--- Set exercise ---
Reproduce every line from the start of the listing through the line that contains "87L72 123L82 142L105", both ends included, without changing a character.

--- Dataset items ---
— Begin —

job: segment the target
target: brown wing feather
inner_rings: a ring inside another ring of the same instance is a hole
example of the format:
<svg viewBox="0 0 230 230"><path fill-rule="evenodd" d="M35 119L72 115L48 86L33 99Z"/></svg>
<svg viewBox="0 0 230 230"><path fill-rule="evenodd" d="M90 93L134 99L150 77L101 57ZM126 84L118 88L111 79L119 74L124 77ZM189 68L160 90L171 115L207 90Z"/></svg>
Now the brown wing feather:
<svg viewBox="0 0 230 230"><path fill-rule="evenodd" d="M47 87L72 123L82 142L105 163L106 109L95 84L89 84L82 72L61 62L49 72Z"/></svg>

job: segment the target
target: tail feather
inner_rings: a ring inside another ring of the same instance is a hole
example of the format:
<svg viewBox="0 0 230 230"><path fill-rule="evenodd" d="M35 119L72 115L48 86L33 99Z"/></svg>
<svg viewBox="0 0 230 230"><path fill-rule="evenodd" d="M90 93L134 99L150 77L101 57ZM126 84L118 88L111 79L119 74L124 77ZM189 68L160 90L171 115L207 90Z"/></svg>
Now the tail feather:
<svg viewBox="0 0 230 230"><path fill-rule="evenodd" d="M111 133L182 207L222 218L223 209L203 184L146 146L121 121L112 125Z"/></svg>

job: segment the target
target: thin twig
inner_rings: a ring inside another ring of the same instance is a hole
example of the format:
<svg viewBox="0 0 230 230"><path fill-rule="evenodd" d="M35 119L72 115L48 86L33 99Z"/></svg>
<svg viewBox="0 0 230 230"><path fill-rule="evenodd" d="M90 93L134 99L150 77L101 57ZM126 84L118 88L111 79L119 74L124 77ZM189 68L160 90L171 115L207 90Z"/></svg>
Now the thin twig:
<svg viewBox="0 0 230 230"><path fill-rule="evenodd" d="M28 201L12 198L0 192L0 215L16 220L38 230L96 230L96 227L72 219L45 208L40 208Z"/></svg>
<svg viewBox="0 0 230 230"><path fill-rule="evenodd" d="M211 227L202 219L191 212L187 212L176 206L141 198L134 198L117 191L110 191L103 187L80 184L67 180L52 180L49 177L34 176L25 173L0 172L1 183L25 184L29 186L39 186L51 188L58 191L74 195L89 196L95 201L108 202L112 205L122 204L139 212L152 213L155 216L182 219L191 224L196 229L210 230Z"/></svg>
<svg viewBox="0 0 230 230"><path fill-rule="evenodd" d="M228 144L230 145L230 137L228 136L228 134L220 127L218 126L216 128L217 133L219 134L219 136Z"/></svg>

— End —

--- Solution to this exercise ---
job: segment the target
target: brown wing feather
inner_rings: a ring inside another ring of the same instance is a hole
example of the format:
<svg viewBox="0 0 230 230"><path fill-rule="evenodd" d="M35 119L72 115L48 86L33 99Z"/></svg>
<svg viewBox="0 0 230 230"><path fill-rule="evenodd" d="M90 93L134 99L150 77L101 57ZM126 84L118 88L111 79L119 74L124 77ZM189 68L160 90L171 115L207 90Z"/></svg>
Now the brown wing feather:
<svg viewBox="0 0 230 230"><path fill-rule="evenodd" d="M47 87L72 123L82 142L105 163L106 109L95 84L89 84L82 72L61 62L49 72Z"/></svg>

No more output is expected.